Exercise details
Copy all of the entries that follow, exactly.

= = = = =

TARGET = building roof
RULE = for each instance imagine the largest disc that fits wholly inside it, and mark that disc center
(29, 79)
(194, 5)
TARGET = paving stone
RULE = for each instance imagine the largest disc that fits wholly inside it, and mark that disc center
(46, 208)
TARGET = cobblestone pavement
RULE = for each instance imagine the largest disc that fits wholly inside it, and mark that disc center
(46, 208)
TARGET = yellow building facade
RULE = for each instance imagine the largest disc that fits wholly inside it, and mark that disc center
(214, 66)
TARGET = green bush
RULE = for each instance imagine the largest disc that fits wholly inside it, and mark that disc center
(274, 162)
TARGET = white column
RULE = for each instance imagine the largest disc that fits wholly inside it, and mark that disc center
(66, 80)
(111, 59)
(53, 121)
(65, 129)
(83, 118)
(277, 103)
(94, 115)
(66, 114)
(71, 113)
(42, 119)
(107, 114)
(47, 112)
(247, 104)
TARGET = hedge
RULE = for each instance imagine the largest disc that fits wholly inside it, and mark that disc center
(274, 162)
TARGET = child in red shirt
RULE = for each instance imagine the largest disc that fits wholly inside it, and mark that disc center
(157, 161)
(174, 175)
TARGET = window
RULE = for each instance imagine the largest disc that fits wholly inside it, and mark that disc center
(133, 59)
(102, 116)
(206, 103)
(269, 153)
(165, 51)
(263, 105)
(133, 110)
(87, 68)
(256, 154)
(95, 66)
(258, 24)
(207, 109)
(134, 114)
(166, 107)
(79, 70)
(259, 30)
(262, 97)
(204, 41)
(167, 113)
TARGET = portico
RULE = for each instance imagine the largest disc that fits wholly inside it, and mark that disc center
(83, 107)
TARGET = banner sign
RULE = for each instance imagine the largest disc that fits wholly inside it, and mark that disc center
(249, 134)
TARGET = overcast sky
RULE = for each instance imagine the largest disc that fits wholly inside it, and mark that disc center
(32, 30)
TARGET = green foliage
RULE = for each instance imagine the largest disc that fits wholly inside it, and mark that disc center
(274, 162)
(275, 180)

= = = = =

Reply
TARGET = building roof
RULE = for each instance imagine the largest disc that fits wholly inside it, and mark that disc center
(29, 79)
(194, 5)
TARGET = paving stone
RULE = for each instance imagine the largest disc that fits wholly inside it, and mark that disc center
(46, 208)
TARGET = cobblestone pavement
RULE = for each instance imagine the largest disc that fits wholly inside it, and mark that disc center
(46, 208)
TARGET = yellow building facade
RULE = for each instance imagine the largest disc that fits wholly inside it, and mark that disc center
(214, 66)
TARGET = green bush
RULE = for each instance imagine the largest disc that fits wholly inside it, and mark that disc center
(274, 162)
TARGET = white column
RULE = for each instance imagine the largest disc that fits wholly inside it, and mark that disc center
(66, 80)
(111, 59)
(53, 121)
(65, 129)
(83, 118)
(277, 103)
(94, 115)
(66, 114)
(71, 113)
(42, 119)
(107, 114)
(47, 112)
(247, 104)
TARGET = hedge
RULE = for each instance imagine the largest disc that fits wholly inside it, and mark that disc center
(274, 162)
TARGET = child in red shirt
RULE = for each instance imagine the largest disc that fits wholly inside it, and mark that disc center
(157, 161)
(174, 175)
TARGET = window
RULE = for each instance imagine the largest disc that fits wholly inside it, and mark that disc center
(133, 59)
(102, 116)
(206, 103)
(269, 153)
(165, 51)
(263, 105)
(133, 110)
(87, 68)
(256, 154)
(95, 66)
(258, 24)
(207, 109)
(134, 114)
(166, 107)
(79, 70)
(259, 30)
(262, 97)
(204, 41)
(167, 113)
TARGET = portico
RULE = for each instance imagine the largest disc that fits wholly inside it, and mark that disc center
(83, 107)
TARGET = banner sign
RULE = for each instance imagine the largest disc that fits wholly inside it, and mark that disc center
(249, 134)
TARGET = overcast sky
RULE = for each instance imagine the largest disc that fits wholly inside it, and mark that disc center
(32, 30)
TARGET = green foliage
RULE = for each instance imagine the largest disc that fits wholly inside it, and mark that disc center
(274, 162)
(275, 180)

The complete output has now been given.